Every entry below is to be copied exactly, with nothing left out.

RECORDS FOR PROCESSING>
== Segment start ==

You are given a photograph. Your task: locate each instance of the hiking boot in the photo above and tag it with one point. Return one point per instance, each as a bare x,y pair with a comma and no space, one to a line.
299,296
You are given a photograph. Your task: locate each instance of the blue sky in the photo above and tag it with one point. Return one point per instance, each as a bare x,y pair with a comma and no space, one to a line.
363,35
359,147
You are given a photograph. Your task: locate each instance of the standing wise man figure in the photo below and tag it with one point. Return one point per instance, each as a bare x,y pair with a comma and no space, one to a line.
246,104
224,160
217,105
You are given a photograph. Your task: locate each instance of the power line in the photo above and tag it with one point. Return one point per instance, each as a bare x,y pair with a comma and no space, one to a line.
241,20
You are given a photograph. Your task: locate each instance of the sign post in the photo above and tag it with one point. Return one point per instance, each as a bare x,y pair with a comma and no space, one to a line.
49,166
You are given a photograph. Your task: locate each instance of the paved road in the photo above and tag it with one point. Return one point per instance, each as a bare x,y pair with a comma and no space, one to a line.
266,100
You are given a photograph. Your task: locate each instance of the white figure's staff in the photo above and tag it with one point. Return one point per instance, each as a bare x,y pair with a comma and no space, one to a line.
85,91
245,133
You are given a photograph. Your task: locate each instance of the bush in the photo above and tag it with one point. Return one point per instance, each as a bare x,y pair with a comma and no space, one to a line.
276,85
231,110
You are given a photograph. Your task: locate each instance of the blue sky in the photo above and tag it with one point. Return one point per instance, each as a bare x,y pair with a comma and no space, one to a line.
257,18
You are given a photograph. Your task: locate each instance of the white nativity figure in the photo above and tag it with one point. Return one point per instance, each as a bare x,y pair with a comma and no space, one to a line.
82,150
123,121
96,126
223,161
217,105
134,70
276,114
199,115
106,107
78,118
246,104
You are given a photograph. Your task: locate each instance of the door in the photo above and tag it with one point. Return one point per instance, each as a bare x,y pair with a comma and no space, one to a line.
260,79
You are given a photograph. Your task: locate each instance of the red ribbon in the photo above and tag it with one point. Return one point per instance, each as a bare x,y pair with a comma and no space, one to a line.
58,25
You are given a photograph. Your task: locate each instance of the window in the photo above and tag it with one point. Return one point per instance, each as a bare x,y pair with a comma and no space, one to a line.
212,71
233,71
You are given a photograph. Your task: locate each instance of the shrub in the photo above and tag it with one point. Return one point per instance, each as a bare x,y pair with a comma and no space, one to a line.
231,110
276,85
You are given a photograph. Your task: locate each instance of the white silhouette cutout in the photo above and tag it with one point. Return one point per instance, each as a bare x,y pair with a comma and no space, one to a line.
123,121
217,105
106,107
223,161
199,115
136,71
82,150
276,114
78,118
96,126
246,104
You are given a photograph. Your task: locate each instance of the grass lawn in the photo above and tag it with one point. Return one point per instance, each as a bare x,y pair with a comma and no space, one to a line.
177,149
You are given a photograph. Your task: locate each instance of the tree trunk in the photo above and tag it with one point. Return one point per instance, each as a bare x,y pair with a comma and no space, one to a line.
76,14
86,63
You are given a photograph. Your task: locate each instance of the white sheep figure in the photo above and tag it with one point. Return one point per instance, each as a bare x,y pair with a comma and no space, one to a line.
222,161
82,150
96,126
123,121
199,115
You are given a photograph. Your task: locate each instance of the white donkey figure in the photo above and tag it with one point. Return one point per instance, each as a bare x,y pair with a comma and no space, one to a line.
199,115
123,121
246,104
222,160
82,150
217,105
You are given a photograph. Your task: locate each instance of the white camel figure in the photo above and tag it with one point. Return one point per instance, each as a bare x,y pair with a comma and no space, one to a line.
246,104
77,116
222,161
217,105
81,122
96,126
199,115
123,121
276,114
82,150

== Segment end ==

YOUR RESPONSE>
You are given a photograph. Your task: locate each instance of the hiking boot in the photo above and tag it with one point. Return one point per instance, each as a bare x,y pair with a comma and no space, one to a line.
299,296
You are given a photograph. Your task: locate each instance of the blue sky in the photo above and tag it with one point. Return one point per instance, each as a bare x,y pair with a comma and no space, one to a line.
363,35
359,147
You are given a photograph. Your task: locate each instance of the standing wise man figure in the photo below and tag it with one point. Return one point per instance, each as a bare x,y pair with a comma and no space, one to a line.
246,104
224,160
217,105
You are given a photograph. Your task: locate each instance of the power line in the photo above and tag it with one point. Return one point per instance, each as a bare x,y pair with a comma and no space, one to a line.
241,20
You are given a photograph. Your task: locate each instance of the sign post in the photo above and tag it with one point. Return one point per instance, each as a bare x,y pair with a comma and no space, one to a line.
49,166
You are given a photograph. Your task: locate each instance of the paved road in the photo above and tag it with one point. Return one point per instance, each as a bare x,y pair with a comma and no space, one to a line.
266,100
You are given a photograph. Your task: locate each instance of the white figure's staff in the photo above and tag it with one point. Return one point per instance, each as a bare x,y pair with a comma and no space, one to a line.
85,91
245,133
You are given a photograph. Your task: locate each instance of the bush in the photo above and tag it with one point. Return one point per instance, each as a bare x,y pair with a comma and no space, one to a line.
276,85
231,110
You are given a photograph. Your task: locate each instance of the blue sky in the photo above and tag it with one point. Return one point per instance, each as a bare x,y pair with a comma and no space, one to a line.
257,18
You are given a photograph. Your task: locate each instance of the white nativity figure in the photo above and tag it with one point. Return one point per instance, each as a bare x,y pair with a comma and no space, one to a line.
82,150
123,121
96,126
223,161
217,105
134,70
276,114
199,115
106,107
78,118
246,104
You are given a photograph. Your task: locate each instance of the door in the photo above and tag it with one point. Return one point per instance, each as a bare x,y pair with a comma and no space, one to a line.
260,79
You are given a photograph. Your task: locate each instance of the red ribbon in the photo above and tag it with one point. Return one point per instance, each as a bare x,y pair with a comma and no space, one to a line.
58,25
You are given a photograph. Your task: locate each instance of the window in the photo above and tag it with one point. Return one point per instance, each as a bare x,y pair with a comma and no space, one to a line.
212,71
233,71
You are given a photograph. Your task: locate each instance of the shrub in the photo above and tag it with one point. Return one point per instance, each as a bare x,y pair with a comma and no space, one to a line.
231,110
276,85
You are given a photograph. Your task: locate each instance of the white silhouette cutout in the photo above and tag it with one point. Return one point per instance, each as a bare x,y pair with a comma and no space, one to a line.
123,121
217,105
106,107
223,161
199,115
136,71
82,150
276,114
78,118
96,126
246,104
You are given a photograph. Your task: locate each instance of the grass lawn in the photo above and tag it with one point. Return one point per instance, each as a bare x,y pair with a comma and no space, one to a line.
177,149
You are given a photograph. Your task: locate each instance of the tree trunk in the photo above and tag it with one point. Return one point per instance, each as a bare x,y pair with a comma and no space, one to a line.
76,14
86,63
You are given a photograph. Your task: locate each instance of the white sheep figure in the photo above and tag it with one point. Return one point per instance, each as a bare x,y pair with a comma and no space, one to a line.
222,161
82,150
96,126
123,121
199,115
You are given a photograph. Your task: locate each instance of the white donkey figure in the photo above and tag it with one point. Return one point per instance, each as a bare x,y pair with a comma and no space, one to a line.
199,115
123,121
246,104
222,160
82,150
217,105
You are given a photograph. Your task: locate each instance of the white camel figure in the photo above and tag it with one point. Return one point per instance, each as a bare x,y pair with a comma and no space, one to a line.
246,104
77,116
222,161
217,105
81,122
96,126
199,115
123,121
276,114
82,150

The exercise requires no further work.